Stated exercise
Copy out the listing below word for word, beginning with its first line and continuing through the line that contains "556, 283, 567, 305".

[Records of labeled boxes]
****
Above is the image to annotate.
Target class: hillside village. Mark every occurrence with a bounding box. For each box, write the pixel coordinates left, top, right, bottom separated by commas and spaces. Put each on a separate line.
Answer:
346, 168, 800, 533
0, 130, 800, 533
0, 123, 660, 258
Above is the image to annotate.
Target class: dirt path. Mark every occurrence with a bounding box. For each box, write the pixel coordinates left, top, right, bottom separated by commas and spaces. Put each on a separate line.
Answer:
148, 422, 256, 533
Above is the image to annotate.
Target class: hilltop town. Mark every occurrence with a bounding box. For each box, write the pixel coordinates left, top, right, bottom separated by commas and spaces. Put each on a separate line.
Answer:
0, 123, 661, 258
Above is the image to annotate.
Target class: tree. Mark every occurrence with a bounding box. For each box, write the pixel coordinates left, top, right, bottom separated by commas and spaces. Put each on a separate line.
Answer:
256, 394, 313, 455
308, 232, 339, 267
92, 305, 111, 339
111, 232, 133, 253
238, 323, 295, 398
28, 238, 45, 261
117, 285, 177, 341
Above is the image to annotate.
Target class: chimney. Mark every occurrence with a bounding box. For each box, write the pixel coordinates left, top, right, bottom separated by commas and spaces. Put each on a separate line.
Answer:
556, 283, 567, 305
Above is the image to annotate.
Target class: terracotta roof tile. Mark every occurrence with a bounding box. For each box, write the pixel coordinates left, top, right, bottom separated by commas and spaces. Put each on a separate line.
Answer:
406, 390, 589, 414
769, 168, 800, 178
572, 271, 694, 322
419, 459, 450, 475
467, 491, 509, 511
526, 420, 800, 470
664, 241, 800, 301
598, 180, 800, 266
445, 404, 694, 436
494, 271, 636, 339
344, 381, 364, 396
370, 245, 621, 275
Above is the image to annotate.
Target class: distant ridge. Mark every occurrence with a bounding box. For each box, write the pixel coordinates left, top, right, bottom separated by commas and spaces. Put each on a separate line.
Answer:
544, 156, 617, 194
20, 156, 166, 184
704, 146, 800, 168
****
Response to the exercise
Above is the image to annotate.
Target class: hillside village. Mark every occurrence with a bounding box. For each box, write the pixel coordinates left, top, right, bottom separated by commas and spaces. Put each on a separate line.
Answer:
346, 168, 800, 533
0, 130, 800, 533
0, 123, 660, 258
Above is the image to annotate.
Target class: dirt path. Mark every occurrence with a bounding box. For each box, write the pixel coordinates left, top, right, bottom separated by commas and spaces. Put each on a separate line.
Answer:
148, 422, 256, 533
Above is the image to annotate.
Target class: hilltop town. Mark every occurrence with a bounding box. For each box, write the pixel coordinates left, top, right, bottom separated by commas and spaces. Put each on a separate line.
Answer:
0, 123, 661, 258
Above is the image to annotate.
Target class: tree. Mark every occurrence with a bounding box. For each box, write the pixel coordinates left, top, right, bottom separated by commas and spaces. Put each on a separate line.
Answer:
256, 394, 313, 455
308, 232, 339, 267
92, 305, 111, 339
111, 232, 133, 253
238, 323, 295, 398
28, 238, 45, 261
117, 285, 177, 341
Above is the image to annotate.
Target class: chimney. Mark every occurrence with a bounding box. For each box, write the pixel coordinates left, top, right, bottom separated by commas and spaces. Put each on a separate line.
Answer:
556, 283, 567, 305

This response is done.